If we combine measurements from two different experiments we end up losing the vital crosscheck. The best way to proceed is two wait a few more weeks until both experiments can produce a 5 sigma discovery and see if these results agree. If the results are consistent then we celebrate victory! So let’s resist the temptation to get too excited about combined results between experiments. If we wait a few more months the discovery will be all the sweeter. Then again we may get lucky at ICHEP!

Related articles:
What next for the Higgs?
Higgs Update CIPANP 2012
December 2011 Higgs Seminar liveblog


Tags: , , ,

  • Pingback: [blog post] Why we shouldn’t combine Higgs searches across experiments « [email protected]()

  • Mike S

    One thing I am not clear on from the plots – how sharp should the expected peak be, taking into account smoothing/bucketing in the data and plotting? When do you starting thinking two Higgs, rather than one?

  • Hi Mike, good question! The width of a Standard Model Higgs boson is predicted by the theory, and at 125GeV it’s about a few percent of a GeV, much finer than our resolution. We can extract information about a particle in many ways at the LHC- we can perform angular analyses to find the spin of a new object(s) and whether more than one spin structure exists, we can look at the distribution of final states to see if there is more than one state there and so on. However, to measure the mass of a particle precisely enough to show that there is only one particle there and not more we need a precision machine such as the TeV scale linear collider (either ILC or CLIC). If we have a discovery with the current 2010-2012 datasets then the rest of 2012 will be spent trying to measure the properties of the new particle to determine if it is a Standard Model Higgs boson or something else.

▸ WHAT TO DO
1) Answer these questions about the Higgs post:
(a) What level of discovery should each experiment reach before their results are compared?
(b) About how wide is a Standard Model Higgs boson predicted to be at 125GeV?
(c) What kind of machine is said to be needed to measure the particle's mass precisely enough to show there is only one particle?
2) Copy out the Higgs post starting with "If we combine" and going on through "lucky at ICHEP!", renaming "experiments" to "collaborations" throughout.

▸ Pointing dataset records

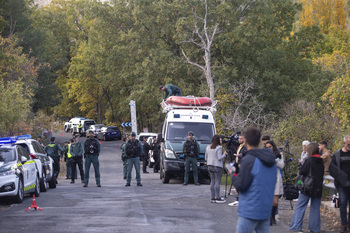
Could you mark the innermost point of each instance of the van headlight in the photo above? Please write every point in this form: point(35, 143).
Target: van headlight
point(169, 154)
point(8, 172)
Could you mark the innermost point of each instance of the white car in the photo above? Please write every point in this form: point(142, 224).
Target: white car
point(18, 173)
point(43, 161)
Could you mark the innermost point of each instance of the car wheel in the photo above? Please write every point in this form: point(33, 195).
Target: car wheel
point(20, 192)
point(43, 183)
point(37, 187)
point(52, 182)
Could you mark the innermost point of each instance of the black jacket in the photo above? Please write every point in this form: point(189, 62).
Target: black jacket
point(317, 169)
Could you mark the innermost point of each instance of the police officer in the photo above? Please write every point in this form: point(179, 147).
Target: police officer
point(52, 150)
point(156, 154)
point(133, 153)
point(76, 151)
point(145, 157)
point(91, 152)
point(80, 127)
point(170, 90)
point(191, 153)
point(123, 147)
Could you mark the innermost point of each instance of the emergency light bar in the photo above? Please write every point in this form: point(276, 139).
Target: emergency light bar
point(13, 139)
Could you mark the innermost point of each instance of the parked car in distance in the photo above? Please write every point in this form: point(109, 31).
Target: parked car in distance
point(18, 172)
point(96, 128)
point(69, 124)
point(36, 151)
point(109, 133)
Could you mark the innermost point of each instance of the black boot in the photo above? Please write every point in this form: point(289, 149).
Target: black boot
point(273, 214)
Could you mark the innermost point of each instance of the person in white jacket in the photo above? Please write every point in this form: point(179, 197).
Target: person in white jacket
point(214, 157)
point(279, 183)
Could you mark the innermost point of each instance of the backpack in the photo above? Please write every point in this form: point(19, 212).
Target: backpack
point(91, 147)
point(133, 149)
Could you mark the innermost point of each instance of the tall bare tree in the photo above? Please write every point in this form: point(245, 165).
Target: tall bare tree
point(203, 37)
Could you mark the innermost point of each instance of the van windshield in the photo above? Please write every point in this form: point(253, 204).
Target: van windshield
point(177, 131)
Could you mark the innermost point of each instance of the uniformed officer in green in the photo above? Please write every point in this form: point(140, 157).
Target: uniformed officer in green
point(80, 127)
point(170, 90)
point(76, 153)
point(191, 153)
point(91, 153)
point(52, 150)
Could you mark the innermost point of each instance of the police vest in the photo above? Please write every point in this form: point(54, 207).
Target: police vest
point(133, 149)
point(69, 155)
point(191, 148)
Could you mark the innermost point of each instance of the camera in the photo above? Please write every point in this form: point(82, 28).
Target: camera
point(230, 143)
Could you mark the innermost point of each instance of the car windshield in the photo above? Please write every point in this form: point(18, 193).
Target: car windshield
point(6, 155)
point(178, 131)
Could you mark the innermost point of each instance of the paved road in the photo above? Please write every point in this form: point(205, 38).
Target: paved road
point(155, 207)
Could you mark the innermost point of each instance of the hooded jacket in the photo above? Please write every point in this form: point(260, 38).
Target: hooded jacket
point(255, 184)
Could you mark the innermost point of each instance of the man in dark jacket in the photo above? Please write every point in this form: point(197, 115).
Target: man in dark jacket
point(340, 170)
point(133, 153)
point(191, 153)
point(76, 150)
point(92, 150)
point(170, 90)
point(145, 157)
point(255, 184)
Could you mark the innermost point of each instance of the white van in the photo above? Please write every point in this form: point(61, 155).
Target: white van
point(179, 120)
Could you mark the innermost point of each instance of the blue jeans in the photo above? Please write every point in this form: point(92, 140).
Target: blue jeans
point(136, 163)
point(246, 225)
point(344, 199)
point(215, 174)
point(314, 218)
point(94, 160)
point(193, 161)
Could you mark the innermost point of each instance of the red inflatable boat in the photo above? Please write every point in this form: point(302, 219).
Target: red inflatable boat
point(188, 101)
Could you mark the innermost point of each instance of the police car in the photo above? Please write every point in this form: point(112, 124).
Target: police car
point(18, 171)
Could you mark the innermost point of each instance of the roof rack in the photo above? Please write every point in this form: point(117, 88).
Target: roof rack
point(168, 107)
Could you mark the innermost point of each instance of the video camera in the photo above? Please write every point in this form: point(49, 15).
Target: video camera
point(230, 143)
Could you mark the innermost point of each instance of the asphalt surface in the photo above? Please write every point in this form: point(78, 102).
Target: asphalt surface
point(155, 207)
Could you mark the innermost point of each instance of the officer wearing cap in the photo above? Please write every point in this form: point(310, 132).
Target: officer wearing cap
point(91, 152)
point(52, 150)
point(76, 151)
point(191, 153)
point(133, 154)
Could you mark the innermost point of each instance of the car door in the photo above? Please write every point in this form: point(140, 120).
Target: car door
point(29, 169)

▸ SOLUTION LIST
1)
(a) A 5 sigma discovery.
(b) About a few percent of a GeV.
(c) A precision machine such as the TeV scale linear collider (either ILC or CLIC).

2)
If we combine measurements from two different collaborations we end up losing the vital crosscheck. The best way to proceed is two wait a few more weeks until both collaborations can produce a 5 sigma discovery and see if these results agree. If the results are consistent then we celebrate victory! So let’s resist the temptation to get too excited about combined results between collaborations. If we wait a few more months the discovery will be all the sweeter. Then again we may get lucky at ICHEP!